>> start Data for this task

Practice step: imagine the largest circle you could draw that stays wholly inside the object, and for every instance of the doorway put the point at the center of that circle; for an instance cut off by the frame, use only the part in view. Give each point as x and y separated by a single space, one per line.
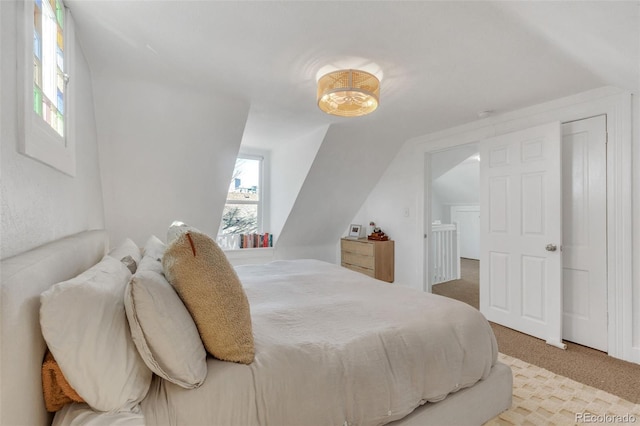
584 265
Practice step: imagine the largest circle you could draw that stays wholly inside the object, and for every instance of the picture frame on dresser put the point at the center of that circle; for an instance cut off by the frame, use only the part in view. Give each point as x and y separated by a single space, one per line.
354 231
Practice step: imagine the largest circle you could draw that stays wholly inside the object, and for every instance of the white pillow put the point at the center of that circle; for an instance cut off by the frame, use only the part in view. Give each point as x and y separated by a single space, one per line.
128 253
84 323
163 330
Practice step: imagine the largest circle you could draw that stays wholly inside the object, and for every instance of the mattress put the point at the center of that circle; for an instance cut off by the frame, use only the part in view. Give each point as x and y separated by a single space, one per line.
334 347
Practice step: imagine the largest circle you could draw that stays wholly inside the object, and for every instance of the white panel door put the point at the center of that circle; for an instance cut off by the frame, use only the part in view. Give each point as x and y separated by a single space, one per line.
584 172
468 219
521 231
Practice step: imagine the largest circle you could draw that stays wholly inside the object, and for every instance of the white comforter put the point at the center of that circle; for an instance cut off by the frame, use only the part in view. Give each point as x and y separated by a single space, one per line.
334 347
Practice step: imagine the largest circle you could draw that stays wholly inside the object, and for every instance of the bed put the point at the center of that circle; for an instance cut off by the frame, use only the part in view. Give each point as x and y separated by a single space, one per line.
340 332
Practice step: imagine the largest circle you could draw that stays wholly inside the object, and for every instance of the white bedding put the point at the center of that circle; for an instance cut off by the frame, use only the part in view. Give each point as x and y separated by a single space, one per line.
334 347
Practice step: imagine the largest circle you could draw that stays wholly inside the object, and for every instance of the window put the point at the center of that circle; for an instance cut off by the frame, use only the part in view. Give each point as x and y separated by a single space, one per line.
45 43
49 79
243 211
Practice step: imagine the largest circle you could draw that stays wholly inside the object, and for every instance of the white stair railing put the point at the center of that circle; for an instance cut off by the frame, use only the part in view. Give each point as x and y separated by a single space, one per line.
445 252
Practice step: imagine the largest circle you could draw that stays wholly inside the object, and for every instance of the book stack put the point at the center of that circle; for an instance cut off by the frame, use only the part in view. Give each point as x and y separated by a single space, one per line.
256 240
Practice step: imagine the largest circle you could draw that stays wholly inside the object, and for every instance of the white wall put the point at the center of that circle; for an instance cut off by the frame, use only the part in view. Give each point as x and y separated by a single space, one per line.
458 186
290 163
636 221
38 203
402 184
166 153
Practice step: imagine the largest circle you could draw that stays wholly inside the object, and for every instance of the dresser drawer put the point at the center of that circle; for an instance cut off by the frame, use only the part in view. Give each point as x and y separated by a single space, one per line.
369 272
358 260
357 247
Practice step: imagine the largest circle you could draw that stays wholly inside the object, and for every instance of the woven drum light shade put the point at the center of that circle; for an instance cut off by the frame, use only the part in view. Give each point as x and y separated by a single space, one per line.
348 93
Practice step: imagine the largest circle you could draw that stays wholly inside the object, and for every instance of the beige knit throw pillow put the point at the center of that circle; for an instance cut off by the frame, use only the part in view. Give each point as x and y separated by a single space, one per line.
210 289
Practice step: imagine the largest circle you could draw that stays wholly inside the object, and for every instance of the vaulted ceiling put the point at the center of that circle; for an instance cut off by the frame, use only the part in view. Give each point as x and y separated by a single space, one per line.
441 62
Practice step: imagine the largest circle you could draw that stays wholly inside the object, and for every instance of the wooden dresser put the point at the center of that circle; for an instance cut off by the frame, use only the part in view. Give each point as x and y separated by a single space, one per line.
373 258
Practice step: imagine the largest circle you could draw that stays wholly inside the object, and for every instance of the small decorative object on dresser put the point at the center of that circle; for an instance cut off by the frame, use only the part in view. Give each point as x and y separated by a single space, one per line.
370 257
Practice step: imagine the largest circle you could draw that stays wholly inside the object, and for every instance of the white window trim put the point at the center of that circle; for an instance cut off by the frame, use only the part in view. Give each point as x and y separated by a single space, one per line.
263 202
36 138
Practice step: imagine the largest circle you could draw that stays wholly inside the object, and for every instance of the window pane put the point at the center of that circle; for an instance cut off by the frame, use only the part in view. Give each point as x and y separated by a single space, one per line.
239 219
48 56
245 183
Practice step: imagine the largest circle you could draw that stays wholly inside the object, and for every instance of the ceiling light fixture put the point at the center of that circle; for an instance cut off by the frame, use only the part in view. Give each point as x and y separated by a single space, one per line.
348 93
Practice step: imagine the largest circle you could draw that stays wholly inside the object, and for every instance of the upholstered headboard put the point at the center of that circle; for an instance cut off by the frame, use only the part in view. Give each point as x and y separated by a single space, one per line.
23 278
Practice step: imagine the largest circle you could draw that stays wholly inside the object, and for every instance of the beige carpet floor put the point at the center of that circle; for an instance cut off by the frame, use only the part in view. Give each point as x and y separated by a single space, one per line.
579 363
541 397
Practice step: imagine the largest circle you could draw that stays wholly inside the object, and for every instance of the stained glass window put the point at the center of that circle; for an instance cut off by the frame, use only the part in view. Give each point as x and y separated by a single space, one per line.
48 63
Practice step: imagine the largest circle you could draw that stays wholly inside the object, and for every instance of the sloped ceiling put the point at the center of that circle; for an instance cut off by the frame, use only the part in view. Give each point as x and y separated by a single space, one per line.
441 63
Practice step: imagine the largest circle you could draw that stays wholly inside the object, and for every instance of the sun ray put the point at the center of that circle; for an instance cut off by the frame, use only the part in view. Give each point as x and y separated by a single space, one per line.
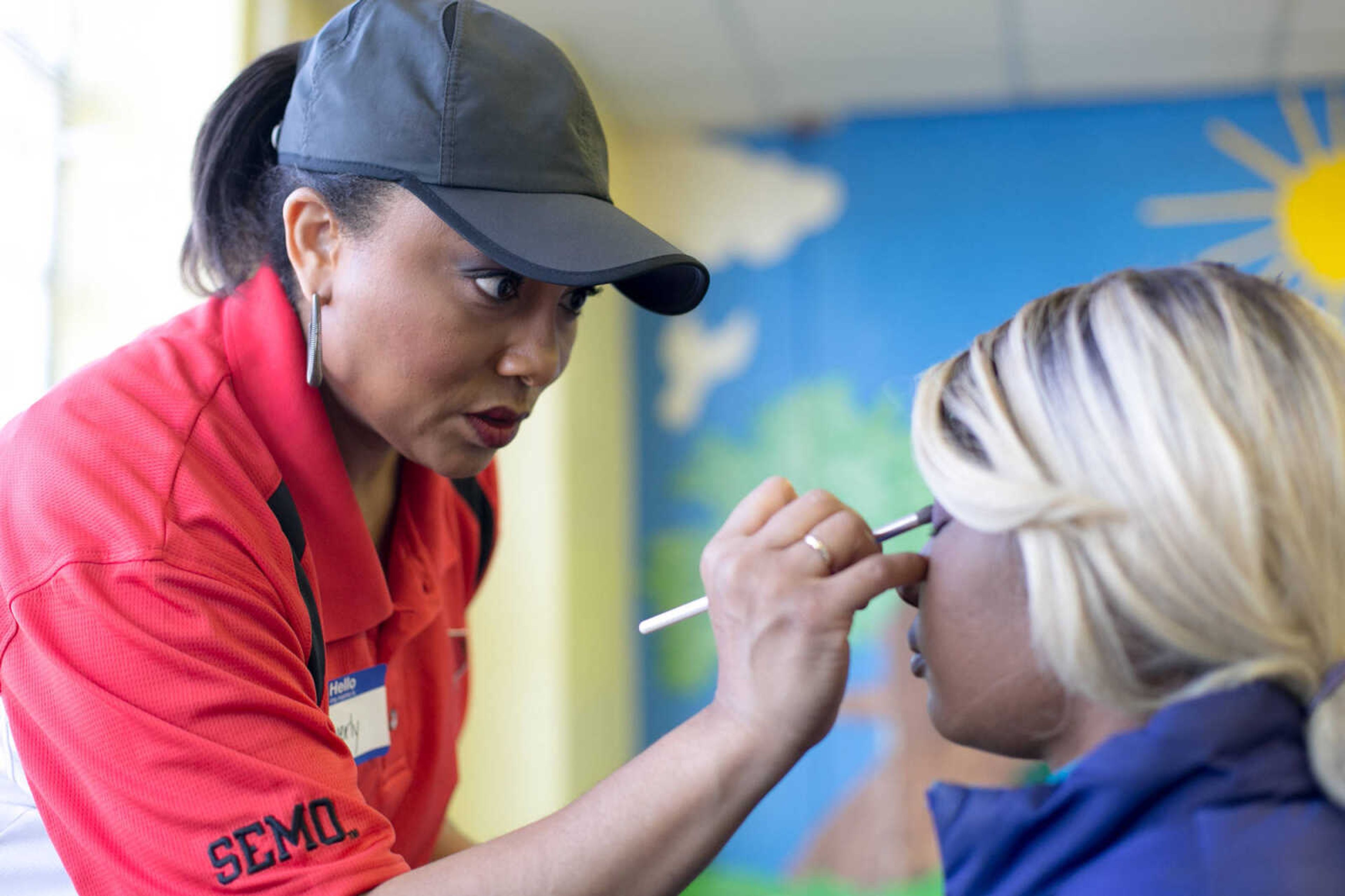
1336 119
1242 147
1207 208
1300 122
1246 249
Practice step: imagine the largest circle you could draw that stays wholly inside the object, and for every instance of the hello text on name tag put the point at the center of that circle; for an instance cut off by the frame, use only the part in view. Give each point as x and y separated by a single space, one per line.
358 708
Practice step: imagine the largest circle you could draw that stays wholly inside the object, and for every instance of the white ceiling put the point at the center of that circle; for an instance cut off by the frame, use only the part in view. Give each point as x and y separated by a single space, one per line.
750 62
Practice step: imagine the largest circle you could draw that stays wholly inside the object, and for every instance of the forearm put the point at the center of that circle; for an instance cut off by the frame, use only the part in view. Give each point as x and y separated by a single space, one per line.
646 830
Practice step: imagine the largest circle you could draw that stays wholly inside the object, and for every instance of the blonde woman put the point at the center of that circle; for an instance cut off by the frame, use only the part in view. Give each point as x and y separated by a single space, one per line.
1137 575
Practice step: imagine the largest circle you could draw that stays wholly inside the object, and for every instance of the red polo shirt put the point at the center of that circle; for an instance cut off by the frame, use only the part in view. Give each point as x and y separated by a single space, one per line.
157 642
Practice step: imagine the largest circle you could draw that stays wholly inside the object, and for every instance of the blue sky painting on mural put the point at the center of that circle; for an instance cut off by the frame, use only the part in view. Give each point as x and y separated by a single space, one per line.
950 225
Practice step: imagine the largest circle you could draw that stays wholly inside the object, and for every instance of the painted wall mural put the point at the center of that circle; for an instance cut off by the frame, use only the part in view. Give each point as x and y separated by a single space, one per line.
908 237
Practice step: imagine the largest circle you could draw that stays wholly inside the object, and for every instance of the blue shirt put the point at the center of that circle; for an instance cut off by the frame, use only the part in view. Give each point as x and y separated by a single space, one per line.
1212 797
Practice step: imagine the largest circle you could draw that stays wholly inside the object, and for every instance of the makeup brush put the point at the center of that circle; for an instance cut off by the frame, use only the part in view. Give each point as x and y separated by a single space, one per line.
701 605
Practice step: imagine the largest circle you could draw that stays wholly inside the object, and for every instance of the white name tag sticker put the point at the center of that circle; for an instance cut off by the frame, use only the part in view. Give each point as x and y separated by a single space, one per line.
358 708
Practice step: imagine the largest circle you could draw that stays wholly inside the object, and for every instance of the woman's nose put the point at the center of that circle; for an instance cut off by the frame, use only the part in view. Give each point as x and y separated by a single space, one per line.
536 354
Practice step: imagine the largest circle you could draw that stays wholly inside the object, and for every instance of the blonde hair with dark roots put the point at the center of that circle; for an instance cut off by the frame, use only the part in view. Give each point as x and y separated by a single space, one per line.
1169 450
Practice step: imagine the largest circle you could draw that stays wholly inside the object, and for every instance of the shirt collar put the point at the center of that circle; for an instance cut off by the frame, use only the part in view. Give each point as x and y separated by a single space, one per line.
1239 744
267 360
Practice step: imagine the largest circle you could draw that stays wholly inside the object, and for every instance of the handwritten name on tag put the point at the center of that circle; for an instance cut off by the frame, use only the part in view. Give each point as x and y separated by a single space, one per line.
358 708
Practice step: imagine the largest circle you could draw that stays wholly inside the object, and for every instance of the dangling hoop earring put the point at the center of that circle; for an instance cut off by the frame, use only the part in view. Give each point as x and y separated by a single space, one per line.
315 344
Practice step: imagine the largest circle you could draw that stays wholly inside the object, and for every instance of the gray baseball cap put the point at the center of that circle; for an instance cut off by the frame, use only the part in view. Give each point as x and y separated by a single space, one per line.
489 124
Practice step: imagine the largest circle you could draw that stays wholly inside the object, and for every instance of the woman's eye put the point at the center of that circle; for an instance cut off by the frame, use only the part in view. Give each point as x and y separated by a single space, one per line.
502 287
576 299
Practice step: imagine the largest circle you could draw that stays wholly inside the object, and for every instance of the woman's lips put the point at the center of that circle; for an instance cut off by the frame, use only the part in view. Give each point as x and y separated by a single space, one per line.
918 665
496 427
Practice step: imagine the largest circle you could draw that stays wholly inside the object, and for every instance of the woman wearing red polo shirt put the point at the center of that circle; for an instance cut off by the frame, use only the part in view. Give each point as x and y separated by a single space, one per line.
236 555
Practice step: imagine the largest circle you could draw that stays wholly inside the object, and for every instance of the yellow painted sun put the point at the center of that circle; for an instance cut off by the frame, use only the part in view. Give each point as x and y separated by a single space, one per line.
1304 237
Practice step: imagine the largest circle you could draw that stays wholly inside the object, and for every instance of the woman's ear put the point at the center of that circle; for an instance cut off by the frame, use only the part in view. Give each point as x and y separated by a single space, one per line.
312 240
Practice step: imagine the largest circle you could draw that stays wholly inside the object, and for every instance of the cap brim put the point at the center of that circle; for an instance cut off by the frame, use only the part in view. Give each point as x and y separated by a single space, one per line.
571 240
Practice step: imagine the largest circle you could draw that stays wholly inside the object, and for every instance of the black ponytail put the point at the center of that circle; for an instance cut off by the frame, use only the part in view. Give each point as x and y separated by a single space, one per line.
239 189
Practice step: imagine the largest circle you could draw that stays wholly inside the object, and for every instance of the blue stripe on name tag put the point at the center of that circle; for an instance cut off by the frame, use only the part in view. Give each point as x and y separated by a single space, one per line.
356 684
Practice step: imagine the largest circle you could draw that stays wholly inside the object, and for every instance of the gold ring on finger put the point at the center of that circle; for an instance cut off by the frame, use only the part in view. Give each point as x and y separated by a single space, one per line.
817 544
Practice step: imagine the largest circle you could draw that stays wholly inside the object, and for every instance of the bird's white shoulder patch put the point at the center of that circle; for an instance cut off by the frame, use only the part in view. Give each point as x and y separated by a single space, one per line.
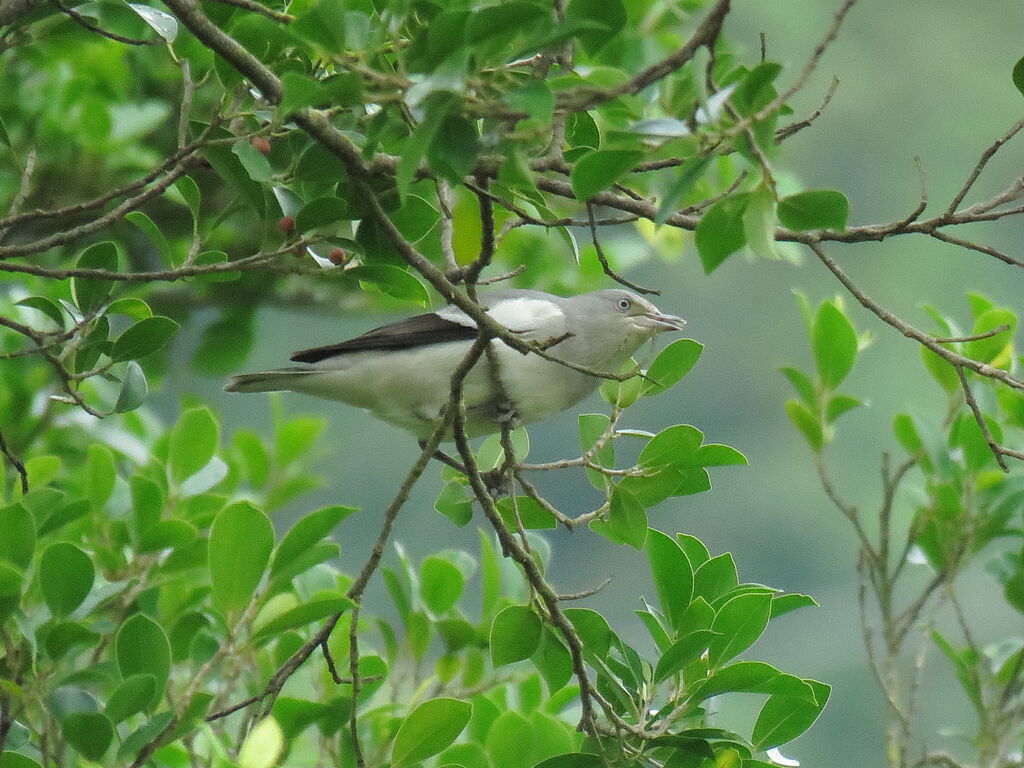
454 314
522 314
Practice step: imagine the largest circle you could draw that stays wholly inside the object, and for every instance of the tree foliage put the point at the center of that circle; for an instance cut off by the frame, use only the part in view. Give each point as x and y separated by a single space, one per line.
160 161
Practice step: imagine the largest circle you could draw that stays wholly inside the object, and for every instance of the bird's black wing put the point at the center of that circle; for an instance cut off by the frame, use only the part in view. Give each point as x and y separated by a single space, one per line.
421 330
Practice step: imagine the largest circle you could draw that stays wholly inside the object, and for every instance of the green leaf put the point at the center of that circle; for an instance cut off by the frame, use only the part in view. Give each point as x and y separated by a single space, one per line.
672 573
131 696
18 540
553 660
835 343
263 747
781 604
253 161
45 306
628 518
600 169
429 728
194 442
66 574
130 307
145 337
671 366
609 14
839 404
320 606
715 578
307 531
759 223
515 634
133 389
154 232
455 504
294 438
321 212
815 209
391 281
241 541
225 343
802 383
89 733
441 585
100 475
141 648
89 294
738 624
165 25
226 165
1017 75
454 148
807 423
720 231
535 98
783 717
323 24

>> end Data for this task

Work to be completed =>
Output exactly the lines from the one containing "the bird's white" through the last line of the records above, both included, leaving out any pictures.

Response to the exercise =>
Practice step: imagine the largest circle you could draw that stays wholly inside the object, and for every instance of the bird's white shoulder patch put the point at the center of that circle; for an instance cut off by the frame, use only the part in view. Give each point as x and y separated by a single space, one per line.
454 314
522 314
Practice step: imagine the largest circle you could draw that stays wholly inside the object, and for every instance of the tree foliage put the point at the center of that circle; for an instance cut off by the frame, use only the part in view. Give each point as x and y separated by a single space, one per line.
160 161
Practice step: imagine the largest circle you could draw that stays wholly inside the object, and for every instance of the bird's black wing put the point at the center of that circle; for an instance cut off by the frame, use only the part in view. Give each point as x and y separated by a single space, one per line.
421 330
Practice step: imagine the largest circle you could draw that stays wholly inside the object, and for every instance of the green leaf put the point at the center of that circle; for an instance cut off by the frame, use only the part in view. Give each point as x and y separated by a single space, one per line.
672 573
131 696
18 540
553 660
835 343
263 747
781 604
253 161
45 306
628 518
600 169
429 728
194 442
66 574
130 307
145 337
671 366
609 14
839 404
320 606
715 578
307 531
759 223
515 634
133 389
154 232
455 504
294 438
321 212
815 209
391 281
241 541
225 343
802 383
89 733
441 585
100 475
141 648
89 294
738 624
165 25
226 165
1017 75
454 148
807 423
720 231
535 98
783 717
323 24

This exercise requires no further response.